**Énoncé du problème A**
Recopiez à l'identique, s'il vous plaît, toutes les lignes de la liste d'entrées de pointage ci-dessous.

Cependant, la guerre civile américaine de 1861-1865 s'achèvera par un compromis marquant toutes les institutions futures. Marx et Engels signalent que la force principale de ce compromis, qui laisse subsister en grande partie la différence entre Sud et Nord et façonne l'État et l'administration en conséquence, a été New York, centre du marché financier, qui détient les hypothèques sur les plantations du Sud, négocie le coton avec l'Angleterre et participe au commerce des esclaves d'Afrique. New York est en outre le centre du Parti démocrate, qui assure la liaison entre le Sud et le Nord, en opposition au Parti républicain de Lincoln.

Entre autres, ce compromis porta sur l'abolition de l'esclavage et laissa subsister pour l’avenir la question des Noirs, qui ne sont pas assimilés purement et simplement aux autres citoyens américains. Déjà au cours de la guerre civile, provoquée pourtant par la question esclavagiste et tournant entièrement autour d'elle, les Nordistes anti-esclavagistes réprimèrent par la force les sympathies des esclaves et n'organisèrent pas systématiquement des compagnies de Noirs, comme Marx et Engels le préconisent (cf. l'article : « Critique des affaires, américaines », pp. 126-127).

Au cours de ces dernières années, au moment des émeutes noires dans les villes américaines, Frantz Fanon constatait que les Blancs avaient accepté les Noirs, sans qu'il y ait eu vraiment combat des esclaves pour l'abolition de leur statut. Les Noirs n'ayant pas aboli eux-mêmes l'esclavage, il n'y avait pas eu véritable libération, les maîtres blancs les ayant, au contraire, pris au piège d'une émancipation formelle. Affranchis par leurs maîtres, ils n'avaient pas lutté et arraché eux-mêmes leur émancipation. Au lieu d'agir, les Noirs ont subi l'action : le changement est venu de l'extérieur [5]. Dans leurs articles, Marx et Engels dénoncent avec force les nombreuses astuces politiques, utilisées par les classes dominantes pour se tirer d'embarras. Ils ont toujours répété qu'elles coûtaient cher.

Amérique d'hier et d'aujourd'hui

La guerre civile américaine, telle qu'elle a été analysée par Marx et Engels, présente encore un intérêt particulier sur le plan de l'évolution générale de la société, et complète l'étude des révolutions bourgeoises européennes. Ce qui fut socialement le plus marquant dans le bouleversement italien de la Renaissance, ce fut l'art, en Allemagne, au moment de la guerre civile des paysans de 1525, ce fut la question de la religion et de la philosophie; en Angleterre, ce fut la littérature économique; en France, l'élément politique (partis, État démocratique avec suffrage universel, instruction obligatoire pour tous et service militaire général) : l'ensemble forme la superstructure qui, complétant la base économique, nous donne la totalité des structures de la société bourgeoise moderne.

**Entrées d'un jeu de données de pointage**
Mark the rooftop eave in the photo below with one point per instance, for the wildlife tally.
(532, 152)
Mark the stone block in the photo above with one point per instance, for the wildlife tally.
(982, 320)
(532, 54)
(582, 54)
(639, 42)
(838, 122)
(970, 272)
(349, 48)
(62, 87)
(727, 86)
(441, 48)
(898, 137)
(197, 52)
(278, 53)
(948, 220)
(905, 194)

**Énoncé du problème B**
Pour chaque affirmation, dites par oui ou par non si elle concorde avec l'extrait sur la guerre civile américaine, et citez mot pour mot les termes de l'extrait qui tranchent.
(i) New York était le centre du Parti républicain.
(ii) Les Nordistes organisèrent systématiquement des compagnies de Noirs.
(iii) En Angleterre, l'élément socialement le plus marquant fut la littérature économique.

**Résultat attendu A**
Mark the rooftop eave in the photo below with one point per instance, for the wildlife tally.
(532, 152)
Mark the stone block in the photo above with one point per instance, for the wildlife tally.
(982, 320)
(532, 54)
(582, 54)
(639, 42)
(838, 122)
(970, 272)
(349, 48)
(62, 87)
(727, 86)
(441, 48)
(898, 137)
(197, 52)
(278, 53)
(948, 220)
(905, 194)

**Résultat attendu B**
(i) Non : « New York est en outre le centre du Parti démocrate ».
(ii) Non : « n'organisèrent pas systématiquement des compagnies de Noirs ».
(iii) Oui : « en Angleterre, ce fut la littérature économique ».